**STATED GOAL 1:** Please find each line in the rows below that contains the word "Target" and copy those lines.

Teen threatens violence at Lake Minneola High via Snapchat, deputies say

16-year-old faces charges; post made after suicide at school

By Daniel Dahm - Digital Manager

MINNEOLA, Fla. - A 16-year-old faces charges on suspicion of threatening violence at Lake Minneola High School, where a student shot and killed himself on Tuesday, authorities said.

Deputies said the culprit does not attend Lake Minneola High and is enrolled in an adult GED program. The threat, however, was directed at LMHS, deputies said.

News 6 is not naming the teen because of his age.

The Lake County Sheriff's Office said it was made aware of a Snapchat post in which the user showed himself with a gun and alluded to violence at the school.

"I'm going to Lake Minneola to finish what never started," the post read, according to the arrest report.

Deputies were able to quickly identify the person who sent the message and contact his parents who told deputies he did not have an actual firearm, Lake County Sheriff's Office Lt. Joh Herrell said.

**TASK DATA:**
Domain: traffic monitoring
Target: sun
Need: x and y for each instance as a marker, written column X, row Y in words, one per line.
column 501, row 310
--
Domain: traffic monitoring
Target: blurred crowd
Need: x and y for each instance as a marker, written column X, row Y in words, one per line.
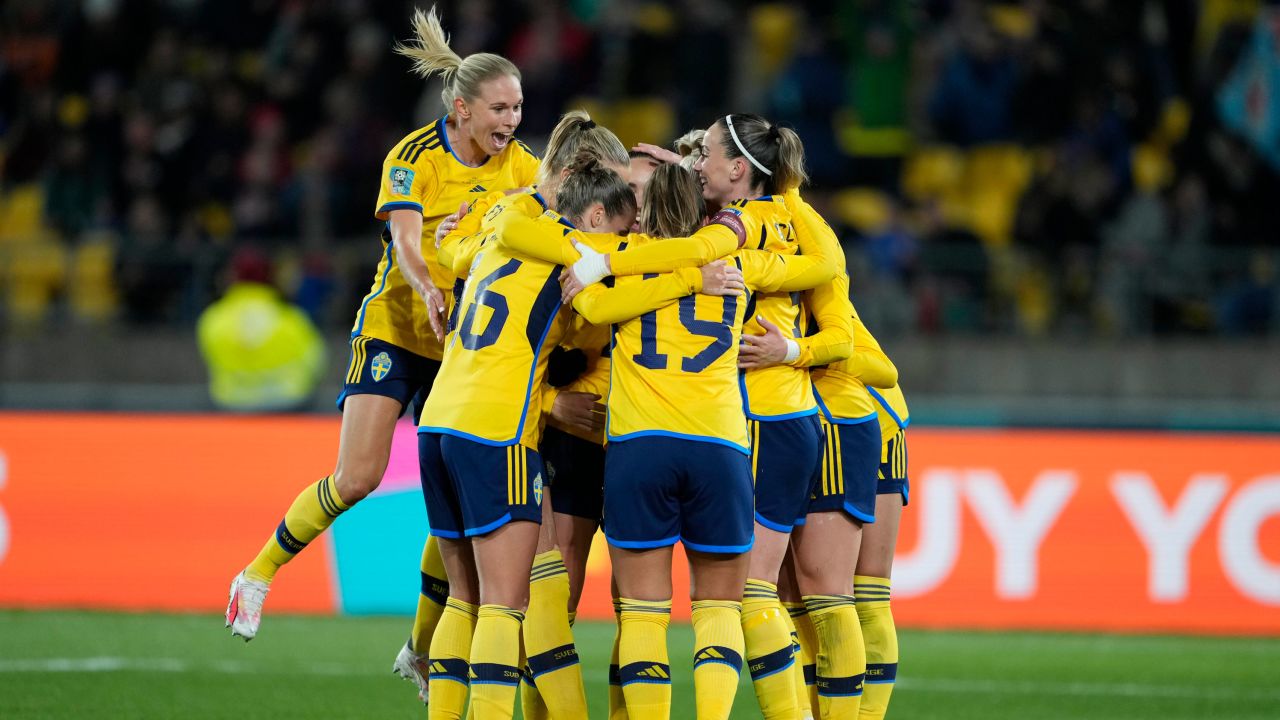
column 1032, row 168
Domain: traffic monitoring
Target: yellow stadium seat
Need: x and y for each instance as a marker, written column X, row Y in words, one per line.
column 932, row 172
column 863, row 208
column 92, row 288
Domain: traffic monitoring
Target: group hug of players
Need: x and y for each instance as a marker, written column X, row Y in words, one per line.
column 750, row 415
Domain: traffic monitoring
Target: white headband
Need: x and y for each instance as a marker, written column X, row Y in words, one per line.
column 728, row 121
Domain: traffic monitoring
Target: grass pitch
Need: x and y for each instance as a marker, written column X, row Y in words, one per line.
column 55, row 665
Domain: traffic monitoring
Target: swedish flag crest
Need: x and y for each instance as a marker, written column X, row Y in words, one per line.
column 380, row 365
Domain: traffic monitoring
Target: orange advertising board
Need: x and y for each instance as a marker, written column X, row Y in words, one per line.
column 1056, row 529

**STATED GOAL 2:** According to the news report above, what kind of program is the 16-year-old enrolled in?

**ANSWER 1:**
Target: sun
Target: blurred crowd
Target: yellow stadium seat
Target: group hug of players
Target: white headband
Target: grass pitch
Target: swedish flag crest
Target: orange advertising board

**ANSWER 2:** An adult GED program.